▶ [Task input]:
***
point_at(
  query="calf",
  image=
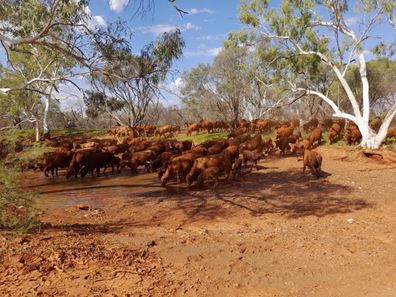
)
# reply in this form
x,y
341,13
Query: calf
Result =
x,y
220,161
315,137
216,148
334,132
313,160
251,156
352,134
283,144
137,159
284,131
256,143
211,173
179,166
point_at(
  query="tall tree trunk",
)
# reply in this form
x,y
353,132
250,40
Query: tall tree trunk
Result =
x,y
46,132
37,127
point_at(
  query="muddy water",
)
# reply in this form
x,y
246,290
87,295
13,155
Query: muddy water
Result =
x,y
57,193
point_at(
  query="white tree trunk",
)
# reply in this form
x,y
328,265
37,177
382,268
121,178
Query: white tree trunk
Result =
***
▶ [Task objective]: In the entries above, locate every line with the word "tree" and copy it.

▶ [Output of the task]:
  query="tall tree trunk",
Query: tall tree trunk
  query="white tree trunk",
Query: white tree trunk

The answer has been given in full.